◆ Reading text ◆
---

My piano was brand new when I purchased it. I have been on tours to the factory where I saw their voicing process first hand and all the work they put into it. It can take a week to voice one piano. I have no idea why anyone would suggest voicing a piano on the first tuning because I think it would override the excellent voicing they did at the factory.

Also the op said their piano was brand new and sounded like magic when they brought it home. JSilva, are you suggesting the voicing can go bad in a few weeks? I've never heard of that.

Thank you / Steve


Yes, voicing is like tuning or regulating -- both of which change over time and may not be done to the highest level at the factory. In my experience, new pianos are commonly neither regulated nor voiced to their optimum capability.
Reasons that a new piano may need voicing shortly after delivery include:

* piano received a "generic" voicing in the factory resulting in generally acceptable sound but not meeting a particular individual's preferences
* voicing continues to change with usage. If the factory didn't have an extensive "pounding in" facility, the first 30 hours or so of usage can result in dramatic changes to voicing.

---

◆ Stored records ◆
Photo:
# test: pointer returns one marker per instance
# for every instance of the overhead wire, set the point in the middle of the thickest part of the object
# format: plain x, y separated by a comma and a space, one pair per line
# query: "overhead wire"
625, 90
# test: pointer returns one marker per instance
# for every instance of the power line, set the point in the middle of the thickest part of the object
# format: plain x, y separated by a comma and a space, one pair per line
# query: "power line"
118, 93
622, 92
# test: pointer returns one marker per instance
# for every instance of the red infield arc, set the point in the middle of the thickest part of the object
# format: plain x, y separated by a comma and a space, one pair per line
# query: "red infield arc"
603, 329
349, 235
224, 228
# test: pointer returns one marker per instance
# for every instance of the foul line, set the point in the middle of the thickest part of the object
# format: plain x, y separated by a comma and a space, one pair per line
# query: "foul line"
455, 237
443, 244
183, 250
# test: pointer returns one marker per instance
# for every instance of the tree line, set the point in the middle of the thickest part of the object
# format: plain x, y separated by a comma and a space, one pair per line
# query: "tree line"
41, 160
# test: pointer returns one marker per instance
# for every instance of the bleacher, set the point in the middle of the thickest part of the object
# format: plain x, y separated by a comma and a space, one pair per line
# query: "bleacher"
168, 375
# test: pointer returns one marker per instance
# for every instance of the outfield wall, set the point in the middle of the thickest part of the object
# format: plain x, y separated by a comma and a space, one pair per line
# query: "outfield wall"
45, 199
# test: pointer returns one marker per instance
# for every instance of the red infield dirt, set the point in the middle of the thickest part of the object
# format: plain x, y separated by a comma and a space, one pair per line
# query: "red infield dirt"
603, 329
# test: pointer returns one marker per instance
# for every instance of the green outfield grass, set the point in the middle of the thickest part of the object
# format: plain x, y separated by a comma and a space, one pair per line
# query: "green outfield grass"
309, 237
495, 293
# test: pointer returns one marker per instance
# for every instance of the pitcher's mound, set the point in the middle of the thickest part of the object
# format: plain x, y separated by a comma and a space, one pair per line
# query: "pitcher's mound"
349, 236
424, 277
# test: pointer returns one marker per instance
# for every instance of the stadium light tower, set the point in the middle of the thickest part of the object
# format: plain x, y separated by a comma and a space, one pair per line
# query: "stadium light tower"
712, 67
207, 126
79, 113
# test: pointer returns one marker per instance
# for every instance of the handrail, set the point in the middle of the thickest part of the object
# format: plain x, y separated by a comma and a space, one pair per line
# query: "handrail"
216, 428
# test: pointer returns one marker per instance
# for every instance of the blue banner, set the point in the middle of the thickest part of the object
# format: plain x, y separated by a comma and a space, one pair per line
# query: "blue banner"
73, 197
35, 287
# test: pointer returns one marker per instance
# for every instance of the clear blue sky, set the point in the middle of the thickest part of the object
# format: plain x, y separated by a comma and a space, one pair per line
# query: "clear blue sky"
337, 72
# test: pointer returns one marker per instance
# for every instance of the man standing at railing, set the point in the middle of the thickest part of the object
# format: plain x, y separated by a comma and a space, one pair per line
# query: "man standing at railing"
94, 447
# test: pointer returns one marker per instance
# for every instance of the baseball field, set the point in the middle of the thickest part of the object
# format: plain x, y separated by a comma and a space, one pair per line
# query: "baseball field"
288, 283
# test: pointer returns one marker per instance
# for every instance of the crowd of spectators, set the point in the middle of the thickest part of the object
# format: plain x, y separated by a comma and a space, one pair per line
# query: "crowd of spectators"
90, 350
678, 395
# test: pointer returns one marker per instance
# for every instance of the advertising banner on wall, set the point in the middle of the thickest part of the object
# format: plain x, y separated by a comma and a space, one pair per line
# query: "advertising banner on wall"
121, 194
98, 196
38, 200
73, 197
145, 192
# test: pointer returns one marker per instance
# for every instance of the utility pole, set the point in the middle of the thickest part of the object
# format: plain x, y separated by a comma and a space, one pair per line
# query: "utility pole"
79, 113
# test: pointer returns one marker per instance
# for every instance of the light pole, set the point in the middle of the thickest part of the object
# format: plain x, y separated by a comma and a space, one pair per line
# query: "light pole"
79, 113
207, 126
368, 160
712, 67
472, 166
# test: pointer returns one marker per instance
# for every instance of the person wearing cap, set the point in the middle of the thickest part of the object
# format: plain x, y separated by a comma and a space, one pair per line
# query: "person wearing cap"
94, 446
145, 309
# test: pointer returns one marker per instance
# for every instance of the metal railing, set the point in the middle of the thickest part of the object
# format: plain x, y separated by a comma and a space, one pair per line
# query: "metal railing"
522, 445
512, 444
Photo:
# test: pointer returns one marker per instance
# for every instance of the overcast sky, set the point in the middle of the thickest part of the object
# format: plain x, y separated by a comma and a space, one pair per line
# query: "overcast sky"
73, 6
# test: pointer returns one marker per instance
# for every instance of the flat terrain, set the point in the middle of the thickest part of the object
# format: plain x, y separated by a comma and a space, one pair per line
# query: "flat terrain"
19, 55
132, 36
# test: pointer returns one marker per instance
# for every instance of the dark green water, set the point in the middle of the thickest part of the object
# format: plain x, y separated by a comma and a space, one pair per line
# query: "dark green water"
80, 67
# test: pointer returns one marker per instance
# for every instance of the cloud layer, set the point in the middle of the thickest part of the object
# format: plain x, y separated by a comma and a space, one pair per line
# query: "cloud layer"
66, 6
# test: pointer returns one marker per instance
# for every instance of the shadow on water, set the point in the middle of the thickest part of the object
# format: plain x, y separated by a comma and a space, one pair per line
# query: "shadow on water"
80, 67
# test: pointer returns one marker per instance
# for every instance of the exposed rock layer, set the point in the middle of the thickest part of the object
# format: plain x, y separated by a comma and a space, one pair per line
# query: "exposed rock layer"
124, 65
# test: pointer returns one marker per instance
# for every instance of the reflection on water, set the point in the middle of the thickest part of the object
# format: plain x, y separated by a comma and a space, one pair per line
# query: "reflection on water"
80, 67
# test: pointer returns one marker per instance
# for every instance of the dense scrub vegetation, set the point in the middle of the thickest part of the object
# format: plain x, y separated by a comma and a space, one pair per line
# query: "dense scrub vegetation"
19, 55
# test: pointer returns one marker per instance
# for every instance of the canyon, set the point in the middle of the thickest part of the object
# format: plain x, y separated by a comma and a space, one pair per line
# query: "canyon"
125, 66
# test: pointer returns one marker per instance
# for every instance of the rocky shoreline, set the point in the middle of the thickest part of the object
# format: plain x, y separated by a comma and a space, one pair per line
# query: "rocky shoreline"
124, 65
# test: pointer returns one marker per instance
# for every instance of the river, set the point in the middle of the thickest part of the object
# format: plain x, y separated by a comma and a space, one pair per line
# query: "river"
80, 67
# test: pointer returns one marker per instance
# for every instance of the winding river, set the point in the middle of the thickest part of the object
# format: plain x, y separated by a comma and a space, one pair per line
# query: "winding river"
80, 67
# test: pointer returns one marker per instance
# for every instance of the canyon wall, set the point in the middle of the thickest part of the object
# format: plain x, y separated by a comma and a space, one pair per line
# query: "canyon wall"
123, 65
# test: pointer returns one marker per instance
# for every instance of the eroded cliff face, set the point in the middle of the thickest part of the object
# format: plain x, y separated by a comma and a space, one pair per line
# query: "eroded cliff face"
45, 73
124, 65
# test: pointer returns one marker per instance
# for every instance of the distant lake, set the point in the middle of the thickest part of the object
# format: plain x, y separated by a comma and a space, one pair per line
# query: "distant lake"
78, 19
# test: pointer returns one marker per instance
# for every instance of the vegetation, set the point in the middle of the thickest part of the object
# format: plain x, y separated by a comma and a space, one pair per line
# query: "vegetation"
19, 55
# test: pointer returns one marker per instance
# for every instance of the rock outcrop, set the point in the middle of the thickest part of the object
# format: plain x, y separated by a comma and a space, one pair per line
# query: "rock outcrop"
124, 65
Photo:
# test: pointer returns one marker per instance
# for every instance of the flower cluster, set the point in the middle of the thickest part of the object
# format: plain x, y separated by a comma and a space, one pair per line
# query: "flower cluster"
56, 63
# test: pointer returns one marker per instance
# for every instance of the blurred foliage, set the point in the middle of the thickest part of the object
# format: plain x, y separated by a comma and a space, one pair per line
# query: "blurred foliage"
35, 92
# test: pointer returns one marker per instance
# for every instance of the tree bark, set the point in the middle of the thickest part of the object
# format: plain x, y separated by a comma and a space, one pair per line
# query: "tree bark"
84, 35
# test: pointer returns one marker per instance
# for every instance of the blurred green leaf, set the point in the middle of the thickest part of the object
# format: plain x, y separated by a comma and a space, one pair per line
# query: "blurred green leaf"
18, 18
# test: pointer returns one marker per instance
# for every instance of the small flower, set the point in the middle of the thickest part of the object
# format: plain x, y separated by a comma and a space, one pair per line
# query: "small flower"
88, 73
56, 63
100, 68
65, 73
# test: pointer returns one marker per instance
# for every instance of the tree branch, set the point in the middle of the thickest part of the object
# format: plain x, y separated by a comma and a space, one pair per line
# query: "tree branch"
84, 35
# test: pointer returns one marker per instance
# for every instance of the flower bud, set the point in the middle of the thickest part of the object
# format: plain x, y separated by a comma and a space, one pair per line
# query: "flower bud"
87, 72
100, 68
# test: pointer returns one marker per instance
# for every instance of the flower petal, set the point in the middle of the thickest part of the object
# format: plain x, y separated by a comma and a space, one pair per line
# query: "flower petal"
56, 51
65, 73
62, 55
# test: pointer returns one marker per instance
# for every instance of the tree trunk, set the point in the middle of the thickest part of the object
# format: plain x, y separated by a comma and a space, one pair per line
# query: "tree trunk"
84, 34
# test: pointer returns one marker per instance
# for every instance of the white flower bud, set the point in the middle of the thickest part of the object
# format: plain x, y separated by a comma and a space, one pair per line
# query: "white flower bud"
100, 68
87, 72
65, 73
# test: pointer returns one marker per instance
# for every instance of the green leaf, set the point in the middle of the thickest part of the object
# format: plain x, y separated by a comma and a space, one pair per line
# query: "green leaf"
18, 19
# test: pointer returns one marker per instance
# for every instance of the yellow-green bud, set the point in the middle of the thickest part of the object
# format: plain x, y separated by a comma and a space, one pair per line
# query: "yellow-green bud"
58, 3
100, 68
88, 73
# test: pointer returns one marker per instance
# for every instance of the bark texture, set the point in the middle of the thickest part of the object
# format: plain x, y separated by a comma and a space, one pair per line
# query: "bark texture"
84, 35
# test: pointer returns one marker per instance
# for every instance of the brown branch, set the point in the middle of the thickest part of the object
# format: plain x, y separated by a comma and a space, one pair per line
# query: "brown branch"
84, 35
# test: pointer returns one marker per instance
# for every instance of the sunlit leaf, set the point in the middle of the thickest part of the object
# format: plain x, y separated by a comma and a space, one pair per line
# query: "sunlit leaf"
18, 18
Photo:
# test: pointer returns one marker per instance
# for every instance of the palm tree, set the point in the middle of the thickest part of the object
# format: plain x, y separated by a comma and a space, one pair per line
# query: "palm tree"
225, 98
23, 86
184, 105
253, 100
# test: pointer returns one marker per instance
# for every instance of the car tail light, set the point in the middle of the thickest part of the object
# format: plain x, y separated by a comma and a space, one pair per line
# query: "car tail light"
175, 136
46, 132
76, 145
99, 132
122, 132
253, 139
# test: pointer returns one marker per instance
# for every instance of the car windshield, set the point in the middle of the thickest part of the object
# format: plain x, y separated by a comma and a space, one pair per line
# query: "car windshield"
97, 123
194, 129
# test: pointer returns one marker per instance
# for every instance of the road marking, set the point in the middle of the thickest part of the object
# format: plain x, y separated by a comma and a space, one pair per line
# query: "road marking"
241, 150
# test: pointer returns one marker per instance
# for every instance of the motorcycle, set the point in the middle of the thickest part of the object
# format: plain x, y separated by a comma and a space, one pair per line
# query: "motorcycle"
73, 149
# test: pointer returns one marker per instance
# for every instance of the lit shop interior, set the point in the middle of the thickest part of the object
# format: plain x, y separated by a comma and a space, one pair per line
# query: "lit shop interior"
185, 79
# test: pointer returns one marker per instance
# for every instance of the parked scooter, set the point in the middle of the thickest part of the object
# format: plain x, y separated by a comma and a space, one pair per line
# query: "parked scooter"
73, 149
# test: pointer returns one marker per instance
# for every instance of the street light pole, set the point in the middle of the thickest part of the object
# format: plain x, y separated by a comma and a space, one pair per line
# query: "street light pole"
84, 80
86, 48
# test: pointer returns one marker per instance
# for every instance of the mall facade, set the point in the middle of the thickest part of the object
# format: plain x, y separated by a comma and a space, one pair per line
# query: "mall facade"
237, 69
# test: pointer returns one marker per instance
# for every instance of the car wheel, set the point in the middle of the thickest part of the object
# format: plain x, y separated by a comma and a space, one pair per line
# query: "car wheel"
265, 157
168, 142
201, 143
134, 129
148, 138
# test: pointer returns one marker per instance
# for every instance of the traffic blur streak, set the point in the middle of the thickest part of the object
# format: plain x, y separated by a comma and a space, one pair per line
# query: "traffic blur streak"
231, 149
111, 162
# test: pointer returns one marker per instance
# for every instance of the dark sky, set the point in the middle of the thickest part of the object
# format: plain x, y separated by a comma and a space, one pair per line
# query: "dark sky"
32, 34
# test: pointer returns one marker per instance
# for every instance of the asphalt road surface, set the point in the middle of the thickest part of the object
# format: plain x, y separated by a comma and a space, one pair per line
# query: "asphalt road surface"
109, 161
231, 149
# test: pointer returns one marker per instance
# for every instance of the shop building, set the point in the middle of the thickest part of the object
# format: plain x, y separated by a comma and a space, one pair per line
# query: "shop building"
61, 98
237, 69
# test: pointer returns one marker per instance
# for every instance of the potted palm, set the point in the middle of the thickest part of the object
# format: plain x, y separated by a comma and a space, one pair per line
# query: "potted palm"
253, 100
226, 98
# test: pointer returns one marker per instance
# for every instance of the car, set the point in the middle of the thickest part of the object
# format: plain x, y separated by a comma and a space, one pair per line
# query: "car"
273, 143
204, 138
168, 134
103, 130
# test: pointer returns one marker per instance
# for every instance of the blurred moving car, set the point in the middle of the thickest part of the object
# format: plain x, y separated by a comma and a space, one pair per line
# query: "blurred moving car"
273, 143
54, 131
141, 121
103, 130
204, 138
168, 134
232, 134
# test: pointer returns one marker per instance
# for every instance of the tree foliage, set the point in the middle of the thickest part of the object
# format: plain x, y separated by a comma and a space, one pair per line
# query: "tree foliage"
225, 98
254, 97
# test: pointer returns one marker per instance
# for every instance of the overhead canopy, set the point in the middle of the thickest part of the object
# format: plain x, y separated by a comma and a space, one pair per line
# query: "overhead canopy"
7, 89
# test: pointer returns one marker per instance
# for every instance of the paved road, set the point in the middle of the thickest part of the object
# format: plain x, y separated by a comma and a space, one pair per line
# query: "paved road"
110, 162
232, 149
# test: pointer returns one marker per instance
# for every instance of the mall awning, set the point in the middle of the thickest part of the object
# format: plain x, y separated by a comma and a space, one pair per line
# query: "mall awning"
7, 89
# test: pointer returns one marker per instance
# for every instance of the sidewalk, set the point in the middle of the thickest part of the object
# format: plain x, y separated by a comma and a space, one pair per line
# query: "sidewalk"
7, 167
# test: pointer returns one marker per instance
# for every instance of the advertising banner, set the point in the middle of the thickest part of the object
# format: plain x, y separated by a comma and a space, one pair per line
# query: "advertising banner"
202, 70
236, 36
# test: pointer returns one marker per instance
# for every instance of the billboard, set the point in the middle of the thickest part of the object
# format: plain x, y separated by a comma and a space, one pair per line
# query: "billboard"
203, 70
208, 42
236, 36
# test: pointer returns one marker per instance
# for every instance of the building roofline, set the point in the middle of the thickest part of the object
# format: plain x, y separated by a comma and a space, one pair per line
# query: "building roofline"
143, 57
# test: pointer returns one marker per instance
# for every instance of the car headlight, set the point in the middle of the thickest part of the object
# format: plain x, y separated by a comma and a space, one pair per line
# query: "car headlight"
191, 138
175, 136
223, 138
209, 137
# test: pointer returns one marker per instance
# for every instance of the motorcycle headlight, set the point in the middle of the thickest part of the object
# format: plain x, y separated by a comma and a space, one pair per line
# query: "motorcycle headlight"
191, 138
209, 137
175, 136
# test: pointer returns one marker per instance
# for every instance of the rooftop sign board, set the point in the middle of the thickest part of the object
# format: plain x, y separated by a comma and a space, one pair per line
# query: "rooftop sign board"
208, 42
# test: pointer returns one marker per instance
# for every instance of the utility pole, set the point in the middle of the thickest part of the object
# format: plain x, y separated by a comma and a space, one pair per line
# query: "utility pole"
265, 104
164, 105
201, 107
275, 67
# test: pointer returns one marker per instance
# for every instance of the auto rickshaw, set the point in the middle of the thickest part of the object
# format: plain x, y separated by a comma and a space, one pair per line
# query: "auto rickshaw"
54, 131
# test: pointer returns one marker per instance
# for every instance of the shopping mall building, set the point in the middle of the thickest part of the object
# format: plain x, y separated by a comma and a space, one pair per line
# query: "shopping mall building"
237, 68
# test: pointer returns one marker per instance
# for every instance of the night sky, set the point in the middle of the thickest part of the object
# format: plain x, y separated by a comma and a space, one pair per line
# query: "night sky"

---

◆ Required actions ◆
**a.** In the piano voicing discussion, how long can it take to voice one piano at the factory?
**b.** Please extend the piano voicing discussion, picking up right after its final sentence.

◆ Expected answers ◆
**a.** It can take a week.

**b.**
*If the factory made liberal use of stiffeners in a "voicing up" approach, the material can continue to harden for months and longer with the result that a formerly middle-of the road or mellow voicing can become quite harsh and bright.

As an aside, a week of voicing is indicative of problem hammers. As a former prominent S&S factory technician once said: " Voicing means bad hammers". Good hammers should not require days and weeks of voicing.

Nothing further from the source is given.